» Brief
Give back the full listing, exactly as it is.

┌─ Data for processing

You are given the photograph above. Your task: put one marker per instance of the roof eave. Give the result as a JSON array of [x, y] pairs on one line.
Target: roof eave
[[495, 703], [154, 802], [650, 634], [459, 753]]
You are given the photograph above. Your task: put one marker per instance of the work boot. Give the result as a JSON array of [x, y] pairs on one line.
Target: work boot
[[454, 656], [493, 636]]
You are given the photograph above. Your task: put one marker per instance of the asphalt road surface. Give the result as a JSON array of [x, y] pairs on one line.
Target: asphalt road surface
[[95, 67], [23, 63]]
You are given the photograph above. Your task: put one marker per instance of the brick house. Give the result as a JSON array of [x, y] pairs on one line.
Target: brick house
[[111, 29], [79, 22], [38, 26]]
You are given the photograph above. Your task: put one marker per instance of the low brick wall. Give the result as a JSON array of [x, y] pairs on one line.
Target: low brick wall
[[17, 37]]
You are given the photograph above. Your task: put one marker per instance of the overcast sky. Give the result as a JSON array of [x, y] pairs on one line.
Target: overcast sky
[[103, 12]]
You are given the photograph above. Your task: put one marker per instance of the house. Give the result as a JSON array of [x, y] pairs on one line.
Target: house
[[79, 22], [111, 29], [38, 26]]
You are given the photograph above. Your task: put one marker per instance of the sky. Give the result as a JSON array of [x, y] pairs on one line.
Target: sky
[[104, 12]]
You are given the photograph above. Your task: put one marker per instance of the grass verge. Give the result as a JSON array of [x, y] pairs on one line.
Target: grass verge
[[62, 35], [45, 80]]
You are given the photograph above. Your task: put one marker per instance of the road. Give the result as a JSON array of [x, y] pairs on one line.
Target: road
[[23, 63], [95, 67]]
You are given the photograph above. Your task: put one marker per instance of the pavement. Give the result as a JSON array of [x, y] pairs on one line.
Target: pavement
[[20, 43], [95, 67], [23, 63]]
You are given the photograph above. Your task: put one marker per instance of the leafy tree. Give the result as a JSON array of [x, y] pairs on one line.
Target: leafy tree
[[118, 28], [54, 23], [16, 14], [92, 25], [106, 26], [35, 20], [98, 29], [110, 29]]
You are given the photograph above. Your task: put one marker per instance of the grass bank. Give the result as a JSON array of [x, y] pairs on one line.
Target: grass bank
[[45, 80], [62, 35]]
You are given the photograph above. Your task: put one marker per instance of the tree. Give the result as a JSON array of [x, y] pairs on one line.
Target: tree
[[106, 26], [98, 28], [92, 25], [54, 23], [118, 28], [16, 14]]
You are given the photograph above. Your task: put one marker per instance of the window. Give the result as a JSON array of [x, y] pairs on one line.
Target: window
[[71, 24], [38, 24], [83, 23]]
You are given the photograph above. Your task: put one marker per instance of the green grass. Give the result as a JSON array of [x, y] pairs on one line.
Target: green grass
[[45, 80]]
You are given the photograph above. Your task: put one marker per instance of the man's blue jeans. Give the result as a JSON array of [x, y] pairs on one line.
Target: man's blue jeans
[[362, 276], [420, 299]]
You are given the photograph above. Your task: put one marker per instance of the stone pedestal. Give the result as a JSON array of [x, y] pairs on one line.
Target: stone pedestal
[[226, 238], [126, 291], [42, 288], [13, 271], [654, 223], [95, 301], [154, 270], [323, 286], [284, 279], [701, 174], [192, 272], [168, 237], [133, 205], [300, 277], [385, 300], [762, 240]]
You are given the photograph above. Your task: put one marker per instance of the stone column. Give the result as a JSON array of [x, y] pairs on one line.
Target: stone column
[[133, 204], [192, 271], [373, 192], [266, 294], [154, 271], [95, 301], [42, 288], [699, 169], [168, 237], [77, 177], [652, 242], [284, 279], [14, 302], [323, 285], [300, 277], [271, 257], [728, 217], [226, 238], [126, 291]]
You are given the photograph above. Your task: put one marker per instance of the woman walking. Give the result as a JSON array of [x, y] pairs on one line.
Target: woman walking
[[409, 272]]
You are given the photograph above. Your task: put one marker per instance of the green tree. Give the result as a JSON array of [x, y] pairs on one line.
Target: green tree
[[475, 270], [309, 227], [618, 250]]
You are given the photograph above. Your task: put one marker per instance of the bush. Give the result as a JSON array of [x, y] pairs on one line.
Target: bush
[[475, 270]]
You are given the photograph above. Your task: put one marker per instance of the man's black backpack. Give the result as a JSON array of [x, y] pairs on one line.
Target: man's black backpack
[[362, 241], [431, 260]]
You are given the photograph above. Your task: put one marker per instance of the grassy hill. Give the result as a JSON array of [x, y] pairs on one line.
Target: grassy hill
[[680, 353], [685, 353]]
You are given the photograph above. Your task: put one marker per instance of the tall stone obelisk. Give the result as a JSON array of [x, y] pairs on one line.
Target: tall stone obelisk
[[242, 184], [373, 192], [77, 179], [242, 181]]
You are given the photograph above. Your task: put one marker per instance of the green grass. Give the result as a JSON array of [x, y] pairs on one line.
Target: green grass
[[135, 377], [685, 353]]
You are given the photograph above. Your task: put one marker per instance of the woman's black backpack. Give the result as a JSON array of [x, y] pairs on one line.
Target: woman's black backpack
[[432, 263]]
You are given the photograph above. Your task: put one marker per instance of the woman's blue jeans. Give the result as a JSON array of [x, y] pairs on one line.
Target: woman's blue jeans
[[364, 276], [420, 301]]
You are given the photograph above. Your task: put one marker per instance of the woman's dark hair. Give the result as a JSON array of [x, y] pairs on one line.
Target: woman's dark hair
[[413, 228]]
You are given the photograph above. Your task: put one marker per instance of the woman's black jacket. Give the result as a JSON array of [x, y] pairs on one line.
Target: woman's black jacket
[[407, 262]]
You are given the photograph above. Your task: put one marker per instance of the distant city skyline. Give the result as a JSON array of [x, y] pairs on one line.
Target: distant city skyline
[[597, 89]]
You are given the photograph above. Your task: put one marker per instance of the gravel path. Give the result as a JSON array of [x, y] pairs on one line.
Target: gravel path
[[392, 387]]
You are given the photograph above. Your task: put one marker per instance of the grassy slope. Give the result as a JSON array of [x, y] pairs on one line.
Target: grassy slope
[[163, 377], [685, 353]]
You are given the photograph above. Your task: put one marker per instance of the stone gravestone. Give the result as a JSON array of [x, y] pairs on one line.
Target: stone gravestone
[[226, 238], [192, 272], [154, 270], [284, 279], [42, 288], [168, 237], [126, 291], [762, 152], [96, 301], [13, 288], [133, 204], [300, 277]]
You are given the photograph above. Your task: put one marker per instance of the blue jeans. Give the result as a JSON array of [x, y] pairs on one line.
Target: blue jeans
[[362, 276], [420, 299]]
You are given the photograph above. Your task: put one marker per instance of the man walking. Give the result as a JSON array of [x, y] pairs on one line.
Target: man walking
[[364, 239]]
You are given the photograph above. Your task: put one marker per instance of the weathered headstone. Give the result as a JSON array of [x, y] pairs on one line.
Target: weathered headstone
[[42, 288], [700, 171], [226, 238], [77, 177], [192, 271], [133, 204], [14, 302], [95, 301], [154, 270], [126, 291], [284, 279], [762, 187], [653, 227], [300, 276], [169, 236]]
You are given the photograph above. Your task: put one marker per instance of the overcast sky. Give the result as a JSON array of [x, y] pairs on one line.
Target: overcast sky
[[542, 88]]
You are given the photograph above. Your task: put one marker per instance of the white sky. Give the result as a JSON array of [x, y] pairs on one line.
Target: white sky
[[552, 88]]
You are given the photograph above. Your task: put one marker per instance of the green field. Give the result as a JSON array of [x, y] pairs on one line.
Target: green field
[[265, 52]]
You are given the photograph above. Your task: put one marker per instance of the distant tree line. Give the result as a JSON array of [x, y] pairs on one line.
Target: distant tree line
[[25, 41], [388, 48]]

└─

» Solution to the exercise
You are given the photograph above. Your task: put one marker per instance of the roof eave. Give the result as a JSON array of [x, y] pairs on one line.
Target: roof eave
[[495, 703], [154, 802], [650, 634], [459, 753]]
You are given the photograph above. Your task: put one marker per instance of the work boot. Give the result as a JSON array of [x, y] pairs on one line.
Target: work boot
[[454, 656], [493, 636]]
You are given the photograph above. Your task: put one marker per instance of the asphalt road surface. Give the result as a JSON array of [x, y] pairs on one line.
Target: asphalt road surface
[[95, 67], [23, 63]]
You are given the photograph above. Your task: put one marker per instance of the brick house. Give the result as a JSON array of [x, y] pairs on one line.
Target: brick house
[[111, 29], [79, 22], [38, 26]]
You are given the photograph above. Your task: put one marker per instance of the low brick wall. Give the result as a JSON array of [x, y] pairs on one line.
Target: low brick wall
[[17, 37]]
You are given the photograph above. Your task: put one marker per instance of the overcast sky. Give the result as a JSON array of [x, y] pairs on one line.
Target: overcast sky
[[103, 12]]
You are given the photograph above. Your task: put one marker per instance of the house. Give the result as a JSON array of [x, y] pairs on one line.
Target: house
[[79, 22], [111, 29], [38, 26]]
You are given the photograph above. Your task: put one marker per instance of the sky. Give the result as a JSON array of [x, y] pairs on one line.
Target: sky
[[104, 12]]
You are given the photograph above. Your task: put one marker per instance of the grass verge. Give the result as a JSON array of [x, y] pairs on one line.
Target: grass verge
[[62, 35], [45, 80]]
You are given the photograph above. Your task: put one marker per instance of the road. Give the result as a JSON array of [x, y] pairs on one line.
Target: road
[[23, 63], [95, 67]]
You are given the photograph above. Your task: put one marker per instance of the pavement. Give the result as a JSON array of [x, y] pairs on one line.
Target: pavement
[[20, 43], [95, 67], [23, 63]]
You are given the photograph above. Your task: put one marker per instance of the leafy tree. Give the result as a JSON array of [x, y] pairs on one line.
Target: leafy tree
[[118, 28], [54, 23], [16, 14], [92, 25], [106, 26], [35, 20], [98, 29], [110, 29]]
You are given the photograph above. Your task: put one marker per instance of the grass bank. Give the result as a JSON array of [x, y] pairs on one line.
Target: grass bank
[[45, 80], [62, 35]]
You are given the photograph above. Your task: put one marker per instance of the tree. Give the result as a JSON array of [x, y] pairs on one line.
Target: tree
[[106, 26], [98, 28], [92, 25], [54, 23], [118, 28], [16, 14]]
You are given the photograph above. Your task: put one marker per instance of the window. Give the result as a JSON array of [x, y] pairs on one line.
Target: window
[[71, 24], [38, 24], [83, 23]]
You are given the photograph above. Your task: put one marker per instance of the green grass. Give the result as a JSON array of [x, y] pairs on one line.
Target: green grass
[[45, 80]]
You are given the photograph above. Your task: put one marker per instance of the man's blue jeans. Give the result as a JSON array of [x, y] pairs on one line.
Target: man's blue jeans
[[362, 276], [420, 299]]
You are given the photograph above. Your task: put one marker per instance of the stone pedestal. Give the result as a JSON array of [x, y] pairs on one line.
Target: stone pedestal
[[226, 238], [126, 291], [42, 288], [13, 271], [654, 223], [95, 301], [154, 270], [323, 286], [284, 279], [701, 174], [192, 272], [168, 237], [133, 205], [300, 277], [385, 300], [762, 240]]
You are given the photograph above. Your task: put one marker per instance of the stone column. Give the result as a JSON array of [x, y] pairs on one line.
Target: stone column
[[133, 204], [192, 271], [373, 192], [266, 294], [154, 271], [95, 301], [42, 288], [699, 169], [168, 237], [77, 177], [652, 242], [284, 279], [14, 302], [323, 285], [300, 277], [271, 257], [728, 217], [226, 238], [126, 291]]
You are given the photograph above. Your task: put one marker per instance of the woman walking. Give the result as a JSON array of [x, y] pairs on one line.
Target: woman walking
[[409, 272]]
You are given the photograph above. Your task: put one marker per instance of the green tree. Give the result as a JSON array of [x, y] pairs on one line.
Target: green tree
[[475, 270], [309, 227], [618, 250]]
You are given the photograph above. Your task: put one marker per instance of the bush. Give the result as a JSON array of [x, y] pairs on one line.
Target: bush
[[475, 270]]
You are given the photograph above. Your task: put one marker per instance of the man's black backpack. Give the result as a JSON array of [x, y] pairs on one line.
Target: man's black backpack
[[362, 241], [431, 260]]
You are given the photograph above. Your task: put one marker per instance of the grassy hill. Give the result as a JSON array of [x, y] pairs on one line.
Target: grassy hill
[[680, 353], [685, 353]]
You are given the photograph above. Your task: put one marker per instance of the tall stone obelisk. Give the result as a JSON array of [x, y] pairs on one line.
Target: tall stone obelisk
[[242, 184], [373, 192], [77, 179], [242, 181]]
You are given the photograph above. Your task: put one marker per instance of the green grass. Give the result as a JSON array of [x, y] pairs on one line.
Target: green grass
[[135, 377], [685, 353]]
You are given the photograph above. Your task: put one marker per instance of the woman's black backpack. Give the result as a JSON array of [x, y] pairs on one line.
Target: woman's black backpack
[[432, 263]]
You are given the photograph above. Your task: put one marker per instance of the woman's blue jeans. Give the result as a JSON array of [x, y] pairs on one line.
Target: woman's blue jeans
[[364, 276], [420, 301]]
You are given the photograph above. Your task: put one marker per instance of the woman's dark hair. Give the result as a JSON array of [x, y] pairs on one line.
Target: woman's dark hair
[[413, 228]]
You are given the photograph above. Your task: put one marker per instance of the woman's black jacket. Give the result as a JSON array of [x, y] pairs on one line.
Target: woman's black jacket
[[407, 262]]
You are given the photograph above. Your task: put one marker per instance of the distant city skyline. Give the result as a JSON array of [x, y] pairs on one line.
Target: distant city skyline
[[597, 89]]
You are given the photograph above. Your task: put one marker per instance of the gravel path. Give the result as a JSON array of [x, y] pairs on one line.
Target: gravel path
[[392, 387]]
You are given the photograph above. Your task: put one marker per instance of the grassy slope. Give the result as a JSON array of [x, y] pairs on one line.
Target: grassy slope
[[163, 377], [685, 353]]
You are given the photograph above. Your task: put one marker per instance of the stone gravestone. Give the result as a JSON array of [x, y] pairs on one line.
Target: stone gravestone
[[226, 238], [192, 272], [154, 270], [284, 279], [42, 288], [168, 237], [126, 291], [762, 152], [96, 301], [13, 288], [133, 204], [300, 277]]
You are given the photograph above. Your task: put one marker per instance of the blue jeans. Give the result as a JSON array of [x, y] pairs on one line.
Target: blue jeans
[[362, 276], [420, 299]]
You are given the photograph above. Your task: put one marker per instance of the man walking. Give the result as a JSON array of [x, y] pairs on one line.
Target: man walking
[[364, 239]]
You are given the photograph above. Your task: put one marker per instance of the weathered headstone. Give the result as a JSON array of [x, y] pairs on one line.
Target: weathered headstone
[[42, 288], [700, 171], [226, 238], [77, 177], [192, 271], [133, 204], [14, 302], [95, 301], [154, 270], [126, 291], [284, 279], [762, 187], [653, 227], [300, 276], [169, 236]]
You are given the photograph above. Your task: put one marker per instance of the overcast sky. Give the result as a JSON array of [x, y] pairs on one line.
Target: overcast sky
[[542, 88]]
You are given the photograph above. Your task: put one marker per instance of the white sky. Give the result as a JSON array of [x, y] pairs on one line.
Target: white sky
[[552, 88]]
You are given the photograph above. Your task: put one marker per instance of the green field. Give the result as a JSON array of [x, y] pairs on one line.
Target: green field
[[265, 52]]
You are given the photograph above. Your task: put one marker per instance of the distant tree line. Give the result as a JSON array of [x, y] pairs on one line.
Target: distant tree line
[[25, 41], [388, 48]]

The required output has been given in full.